## TEXT BLOCK
+++
# Structural topic



## andrewd (Apr 29, 2006)

I didn't see a listing for just discussion related to the structural exams and structural issues. Why no separate topic listing for the structural discipline? Thanks


----------



## DVINNY (Apr 29, 2006)

Good point. We should get one in there


----------



## Road Guy (Apr 30, 2006)

we can add a structural section, feel free to just use the civil forum until I make my lazy self add that one


----------



## JoeysVee (Apr 30, 2006)

Maybe the civil section should instead be called "strucural/civil", jmho.


----------



## DVINNY (May 1, 2006)

now structural threads have their own category.

Thanks Road Guy.


----------



## Road Guy (May 1, 2006)

just so long as we dont have to add a seperate sub forum for concrete and steel..... (you know how those structural guys are, way to organized for me)


----------



## JoeysVee (May 1, 2006)

The "civil" forum still has "structural under it". I just noticed that. :thumbsup:


----------



## DVINNY (May 1, 2006)

> The "civil" forum still has "structural under it". I just noticed that. :thumbsup:


Fixed that.


----------



## Road Guy (May 17, 2006)

good thing we created this structural sub-forum


----------



## redrum (Jun 5, 2006)

:true:


----------
+++
[Boundary labeling entries]

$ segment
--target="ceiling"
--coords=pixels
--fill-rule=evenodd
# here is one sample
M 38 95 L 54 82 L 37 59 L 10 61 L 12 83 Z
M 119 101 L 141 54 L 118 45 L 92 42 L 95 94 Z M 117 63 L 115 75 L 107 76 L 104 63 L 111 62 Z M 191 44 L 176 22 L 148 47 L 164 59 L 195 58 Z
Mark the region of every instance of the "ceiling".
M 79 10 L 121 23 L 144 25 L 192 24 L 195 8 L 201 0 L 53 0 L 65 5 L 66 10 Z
+++
## WORK INSTRUCTIONS
- a) Answer these questions about the forum thread:
(i) Who first asked why there was no separate topic listing for the structural discipline?
(ii) Which forum did Road Guy say to use until the structural section was added?
(iii) What did JoeysVee notice the "civil" forum still had under it?
- b) Write out all the boundary labeling entries again with their requests, and shift every coordinate in the answers by adding 102 to it.
The forum thread and the entries are unrelated to each other.

## THE RESPONSES
- a)
(i) andrewd
(ii) The civil forum
(iii) "structural"

- b)
$ segment
--target="ceiling"
--coords=pixels
--fill-rule=evenodd
# here is one sample
M 38 95 L 54 82 L 37 59 L 10 61 L 12 83 Z
M 119 101 L 141 54 L 118 45 L 92 42 L 95 94 Z M 117 63 L 115 75 L 107 76 L 104 63 L 111 62 Z M 191 44 L 176 22 L 148 47 L 164 59 L 195 58 Z
Mark the region of every instance of the "ceiling".
M 181 112 L 223 125 L 246 127 L 294 126 L 297 110 L 303 102 L 155 102 L 167 107 L 168 112 Z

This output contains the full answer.